* _주어진 과제_:
[A] 분류 성능 곡선에 관한 글에서 ROC 곡선은 무엇에 대한 무엇의 곡선이라고 설명하나요?
[B] 분류 성능 곡선에 관한 글을 마지막 줄 다음부터 이어받아 계속 작성하세요.

정밀도 곡성이 재현율 곡선보다 울틍불퉁한 이유는 임계값을 올리더라도 정밀도가 가끔 낮아질때가 있음

다른 방법으로는 재현율에 대한 정밀도 곡선을 작성

def plot_precision_vs_recall(precisions, recalls):
    plt.plot(recalls, precisions, "b-", linewidth=2)
    plt.xlabel("Recall", fontsize=16)
    plt.ylabel("Precision", fontsize=16)
    plt.axis([0, 1, 0, 1])
    plt.grid(True)

plt.figure(figsize=(8, 6))
plot_precision_vs_recall(precisions, recalls)
plt.plot([recall_90_precision, recall_90_precision], [0., 0.9], "r:")
plt.plot([0.0, recall_90_precision], [0.9, 0.9], "r:")
plt.plot([recall_90_precision], [0.9], "ro")
save_fig("precision_vs_recall_plot")
plt.show()

만약 정밀도 90%가 목표라면 np.argmax() 사용

# precisions 이 90% 넘을때 그때의 임계값
threshold_90_precision = thresholds[np.argmax(precisions >= 0.90)]
# 임계값을 넘는  y 값만 선택
y_train_pred_90 = (y_scores >= threshold_90_precision)


precision_score(y_train_5, y_train_pred_90)
>> 0.9
recall_score(y_train_5, y_train_pred_90)
>> 0.47

ROC 곡선

이진 분류에서 사용하는 정밀도/재현률 곡선과 매우 유사한 곡선
ROC 곡선은 정밀도에 대한 재현율 곡선이 아니고 거짓 양성 비율에 대한 진짜 양성비율의 곡선
ROC 곡선은 재현율에 대한 1-특이도 그래프
ROC 곡선을 그리기 위해서는 여러 임계값에서의 TPR, FPR을 계산

from sklearn.metrics import roc_curve

# fpr, tpr 값 얻음
fpr, tpr, thresholds = roc_curve(y_train_5, y_scores)


def plot_roc_curve(fpr, tpr, label=None):
    plt.plot(fpr, tpr, linewidth=2, label=label)
    plt.plot([0, 1], [0, 1], 'k--') # 대각 점선
    plt.axis([0, 1, 0, 1])                                    # Not shown in the book
    plt.xlabel('False Positive Rate (Fall-Out)', fontsize=16) # Not shown
    plt.ylabel('True Positive Rate (Recall)', fontsize=16)    # Not shown
    plt.grid(True)                                            # Not shown

plt.figure(figsize=(8, 6))                                    # Not shown
plot_roc_curve(fpr, tpr)

데이터 묶음
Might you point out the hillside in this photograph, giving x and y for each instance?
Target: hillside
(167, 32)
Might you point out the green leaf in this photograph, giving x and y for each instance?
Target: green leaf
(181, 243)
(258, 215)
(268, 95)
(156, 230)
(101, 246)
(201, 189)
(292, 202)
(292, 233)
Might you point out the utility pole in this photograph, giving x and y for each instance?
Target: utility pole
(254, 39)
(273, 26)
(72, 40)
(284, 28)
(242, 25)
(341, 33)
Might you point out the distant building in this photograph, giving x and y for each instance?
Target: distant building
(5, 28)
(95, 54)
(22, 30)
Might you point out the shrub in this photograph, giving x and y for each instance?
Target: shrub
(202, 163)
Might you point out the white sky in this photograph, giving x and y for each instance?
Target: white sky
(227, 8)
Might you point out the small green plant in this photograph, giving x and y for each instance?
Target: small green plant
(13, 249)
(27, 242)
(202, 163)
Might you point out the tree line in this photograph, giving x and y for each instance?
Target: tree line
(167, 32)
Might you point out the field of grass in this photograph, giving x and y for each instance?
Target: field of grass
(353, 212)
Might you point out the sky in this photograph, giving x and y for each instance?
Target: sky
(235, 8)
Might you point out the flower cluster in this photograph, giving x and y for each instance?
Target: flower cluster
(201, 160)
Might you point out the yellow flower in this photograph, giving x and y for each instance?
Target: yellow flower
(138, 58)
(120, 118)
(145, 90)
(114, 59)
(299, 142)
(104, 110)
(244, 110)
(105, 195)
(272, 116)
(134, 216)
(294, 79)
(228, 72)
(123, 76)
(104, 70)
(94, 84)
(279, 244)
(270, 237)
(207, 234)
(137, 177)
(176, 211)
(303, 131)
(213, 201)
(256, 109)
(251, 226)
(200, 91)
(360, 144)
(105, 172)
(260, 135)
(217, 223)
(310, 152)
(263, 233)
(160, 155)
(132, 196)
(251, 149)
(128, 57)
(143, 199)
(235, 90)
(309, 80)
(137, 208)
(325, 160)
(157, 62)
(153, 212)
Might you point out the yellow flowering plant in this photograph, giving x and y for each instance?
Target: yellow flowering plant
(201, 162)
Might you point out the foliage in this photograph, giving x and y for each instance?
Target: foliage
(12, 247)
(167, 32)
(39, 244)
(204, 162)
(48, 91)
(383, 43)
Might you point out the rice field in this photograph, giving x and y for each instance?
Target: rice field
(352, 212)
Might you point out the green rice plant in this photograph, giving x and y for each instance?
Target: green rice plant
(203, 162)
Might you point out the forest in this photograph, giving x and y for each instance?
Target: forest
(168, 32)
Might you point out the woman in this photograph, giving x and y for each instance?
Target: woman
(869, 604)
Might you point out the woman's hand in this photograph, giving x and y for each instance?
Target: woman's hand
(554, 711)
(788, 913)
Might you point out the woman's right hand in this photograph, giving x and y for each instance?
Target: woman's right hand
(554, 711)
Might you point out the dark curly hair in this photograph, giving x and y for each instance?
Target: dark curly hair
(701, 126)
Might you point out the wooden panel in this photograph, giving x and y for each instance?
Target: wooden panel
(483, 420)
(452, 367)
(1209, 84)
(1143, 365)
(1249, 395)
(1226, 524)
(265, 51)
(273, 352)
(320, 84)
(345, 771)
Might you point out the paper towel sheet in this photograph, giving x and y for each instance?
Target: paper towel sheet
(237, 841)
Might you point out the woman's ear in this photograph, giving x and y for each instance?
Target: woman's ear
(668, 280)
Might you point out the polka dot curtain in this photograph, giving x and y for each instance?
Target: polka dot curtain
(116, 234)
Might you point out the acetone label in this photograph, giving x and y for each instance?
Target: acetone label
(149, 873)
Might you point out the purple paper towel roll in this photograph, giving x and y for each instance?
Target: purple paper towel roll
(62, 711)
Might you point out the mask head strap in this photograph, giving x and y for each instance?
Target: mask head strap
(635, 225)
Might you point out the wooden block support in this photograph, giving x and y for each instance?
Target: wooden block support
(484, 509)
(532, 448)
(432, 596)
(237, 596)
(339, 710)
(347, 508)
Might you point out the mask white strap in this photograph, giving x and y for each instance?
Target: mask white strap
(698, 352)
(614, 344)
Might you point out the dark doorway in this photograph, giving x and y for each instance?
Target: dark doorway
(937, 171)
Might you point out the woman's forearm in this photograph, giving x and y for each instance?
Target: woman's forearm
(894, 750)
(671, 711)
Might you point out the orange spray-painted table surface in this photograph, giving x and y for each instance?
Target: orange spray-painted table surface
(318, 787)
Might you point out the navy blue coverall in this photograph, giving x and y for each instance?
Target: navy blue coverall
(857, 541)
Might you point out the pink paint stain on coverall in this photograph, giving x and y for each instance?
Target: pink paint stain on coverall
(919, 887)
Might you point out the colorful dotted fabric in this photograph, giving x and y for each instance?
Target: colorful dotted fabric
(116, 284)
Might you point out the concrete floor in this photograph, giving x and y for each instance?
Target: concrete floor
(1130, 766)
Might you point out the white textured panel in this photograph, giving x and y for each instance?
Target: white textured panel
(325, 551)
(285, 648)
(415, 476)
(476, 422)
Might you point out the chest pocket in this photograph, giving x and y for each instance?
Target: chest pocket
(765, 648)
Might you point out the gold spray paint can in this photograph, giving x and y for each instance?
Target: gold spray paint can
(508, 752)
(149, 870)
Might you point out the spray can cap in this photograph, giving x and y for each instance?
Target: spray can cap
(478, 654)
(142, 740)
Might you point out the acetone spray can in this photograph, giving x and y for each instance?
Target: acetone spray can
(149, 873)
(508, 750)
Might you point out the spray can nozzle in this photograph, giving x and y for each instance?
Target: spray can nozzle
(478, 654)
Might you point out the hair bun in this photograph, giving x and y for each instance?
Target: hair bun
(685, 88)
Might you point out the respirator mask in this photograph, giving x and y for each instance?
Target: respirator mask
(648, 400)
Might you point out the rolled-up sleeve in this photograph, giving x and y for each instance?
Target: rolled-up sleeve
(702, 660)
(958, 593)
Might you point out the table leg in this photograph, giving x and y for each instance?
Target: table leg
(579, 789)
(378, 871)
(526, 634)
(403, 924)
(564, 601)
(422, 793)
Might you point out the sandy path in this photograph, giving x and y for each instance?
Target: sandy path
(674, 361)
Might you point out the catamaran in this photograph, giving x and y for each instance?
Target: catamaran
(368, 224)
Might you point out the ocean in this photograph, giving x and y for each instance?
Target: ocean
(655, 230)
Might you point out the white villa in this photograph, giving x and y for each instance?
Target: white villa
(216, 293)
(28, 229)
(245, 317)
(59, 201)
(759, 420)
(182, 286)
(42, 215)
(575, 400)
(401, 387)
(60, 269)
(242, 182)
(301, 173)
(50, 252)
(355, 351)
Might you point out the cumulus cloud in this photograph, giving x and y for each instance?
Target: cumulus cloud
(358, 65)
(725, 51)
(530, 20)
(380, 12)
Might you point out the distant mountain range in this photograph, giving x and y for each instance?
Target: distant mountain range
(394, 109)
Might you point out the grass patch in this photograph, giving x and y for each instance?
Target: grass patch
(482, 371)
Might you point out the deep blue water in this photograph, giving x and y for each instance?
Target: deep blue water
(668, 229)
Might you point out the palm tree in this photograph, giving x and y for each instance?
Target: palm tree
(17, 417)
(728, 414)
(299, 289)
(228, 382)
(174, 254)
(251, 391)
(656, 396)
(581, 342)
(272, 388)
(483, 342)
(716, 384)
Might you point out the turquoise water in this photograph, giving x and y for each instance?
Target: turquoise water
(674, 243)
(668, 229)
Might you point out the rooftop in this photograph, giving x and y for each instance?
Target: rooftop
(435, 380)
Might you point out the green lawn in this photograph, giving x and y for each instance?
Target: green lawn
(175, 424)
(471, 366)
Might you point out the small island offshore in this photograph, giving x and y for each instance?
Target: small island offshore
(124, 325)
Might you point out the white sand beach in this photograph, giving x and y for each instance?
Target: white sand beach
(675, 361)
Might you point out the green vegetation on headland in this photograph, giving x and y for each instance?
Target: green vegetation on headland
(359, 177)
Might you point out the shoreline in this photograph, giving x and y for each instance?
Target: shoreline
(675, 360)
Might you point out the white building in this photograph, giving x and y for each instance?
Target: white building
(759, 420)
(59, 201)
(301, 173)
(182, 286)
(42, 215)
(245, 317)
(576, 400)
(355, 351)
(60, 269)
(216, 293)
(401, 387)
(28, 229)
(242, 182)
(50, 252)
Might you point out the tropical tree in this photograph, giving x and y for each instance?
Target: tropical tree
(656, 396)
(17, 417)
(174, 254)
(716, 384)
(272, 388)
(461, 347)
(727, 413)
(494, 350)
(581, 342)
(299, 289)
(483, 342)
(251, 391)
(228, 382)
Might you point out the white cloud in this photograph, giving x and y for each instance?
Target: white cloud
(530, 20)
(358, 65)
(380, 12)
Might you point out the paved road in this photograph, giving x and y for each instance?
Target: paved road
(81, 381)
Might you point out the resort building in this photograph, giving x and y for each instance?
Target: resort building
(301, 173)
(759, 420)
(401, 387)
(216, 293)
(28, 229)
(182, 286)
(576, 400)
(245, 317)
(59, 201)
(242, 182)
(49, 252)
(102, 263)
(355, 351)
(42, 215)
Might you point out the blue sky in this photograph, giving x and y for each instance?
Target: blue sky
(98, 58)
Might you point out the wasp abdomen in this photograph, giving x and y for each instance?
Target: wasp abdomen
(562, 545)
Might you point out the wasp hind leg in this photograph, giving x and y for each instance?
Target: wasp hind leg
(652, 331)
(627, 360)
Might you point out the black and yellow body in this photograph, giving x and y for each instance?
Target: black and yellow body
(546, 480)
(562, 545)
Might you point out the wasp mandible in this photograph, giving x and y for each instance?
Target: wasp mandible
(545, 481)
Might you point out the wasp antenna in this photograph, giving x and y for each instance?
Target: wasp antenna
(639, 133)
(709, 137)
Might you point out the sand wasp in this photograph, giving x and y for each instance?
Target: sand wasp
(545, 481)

* _과제별 답변_:
[A] ROC 곡선은 거짓 양성 비율에 대한 진짜 양성 비율의 곡선입니다.

[B]
fpr_90 = fpr[np.argmax(tpr >= recall_90_precision)]           # Not shown
plt.plot([fpr_90, fpr_90], [0., recall_90_precision], "r:")   # Not shown
plt.plot([0.0, fpr_90], [recall_90_precision, recall_90_precision], "r:")  # Not shown
plt.plot([fpr_90], [recall_90_precision], "ro")               # Not shown
save_fig("roc_curve_plot")                                    # Not shown
plt.show()

좋은 분류기는 점선에서 가장 멀리 떨어져있는 지점

from sklearn.metrics import roc_auc_score

roc_auc_score(y_train_5, y_scores)
>> 0.96

RandomForestClassifier 를 통한 ROC, ROC_AUC 비교

random forest 는 predict_proba 메서드가 존재
- 샘플이 행, 클래스가 열 -> 주어진 클래스에 속할 확률을 담은 배열을 반환

from sklearn.ensemble import RandomForestClassifier
forest_clf = RandomForestClassifier(n_estimators=100, random_state=42)
y_probas_forest = cross_val_predict(forest_clf, X_train, y_train_5, cv=3,
                                    method="predict_proba")

# 양성 클래스에 대한 확률을 점수로 사용, roc_curve 를 통한 fpr, tpr 생성
y_scores_forest = y_probas_forest[:, 1]
fpr_forest, tpr_forest, thresholds_forest = roc_curve(y_train_5,y_scores_forest)

plt.plot(fpr, tpr, "b:", linewidth=2, label="SGD")
plot_roc_curve(fpr_forest, tpr_forest, "Random Forest")
plt.legend(loc="lower right", fontsize=16)
plt.show()

roc_auc_score(y_train_5, y_scores_forest)
>> 0.99
y_train_pred_forest = cross_val_predict(forest_clf, X_train, y_train_5, cv=3)
precision_score(y_train_5, y_train_pred_forest)
>> 0.99
recall_score(y_train_5, y_train_pred_forest)
>> 0.86

다중 분류

둘 이상의 클래스를 구별
SGD, randomforest, naive bayes 분류기는 다중 분류 가능
로지스틱 회귀나 서포트 벡터 머신 분류기등은 이진 분류만 가능

이진 분류기를 여러 개 사용해 다중 분류로 활용 가능

-> OVR(각 분류기의 결정 점수 중에서 가장 높은 것을 선택)

-> OVO(각 이미지의 조합마다 이진 분류기를 훈련시키는 것, class가 n개일시 N x (N-1) / 2 개 필요)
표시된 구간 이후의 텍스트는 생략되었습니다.